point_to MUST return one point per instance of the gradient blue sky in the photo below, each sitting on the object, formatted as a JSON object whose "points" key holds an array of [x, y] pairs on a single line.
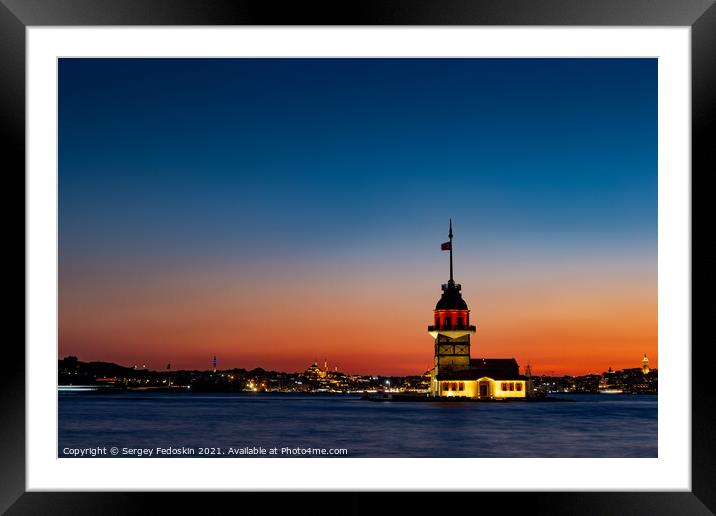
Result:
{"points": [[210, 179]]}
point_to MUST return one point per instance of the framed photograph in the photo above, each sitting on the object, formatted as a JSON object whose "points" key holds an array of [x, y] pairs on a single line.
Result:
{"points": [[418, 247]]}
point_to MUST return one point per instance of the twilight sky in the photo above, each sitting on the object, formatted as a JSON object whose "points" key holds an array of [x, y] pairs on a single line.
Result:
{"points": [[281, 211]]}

◆ Set problem:
Please retype all of the material above line for line, without any changes, and leave the pictures out.

◆ Expected output:
point_to MUST return one point per instance of the gradient blue sky in the photo below, each sitting on the object, formatted as a JSON object whose "points" key holds an array of [x, y] pairs on a single line.
Result:
{"points": [[210, 179]]}
point_to MUST return one point per instance of the framed photograph in the photo above, each sitting on the object, formatted as a JSON object whose "points" key holds an array of [x, y] pairs on a single line.
Result:
{"points": [[418, 247]]}
point_to MUST return one point per instance of the twilight sky in the photo above, each sitting on the object, formatted as a JSON object whose "points" key holds an array of [x, y] pairs on a single line.
Result:
{"points": [[281, 211]]}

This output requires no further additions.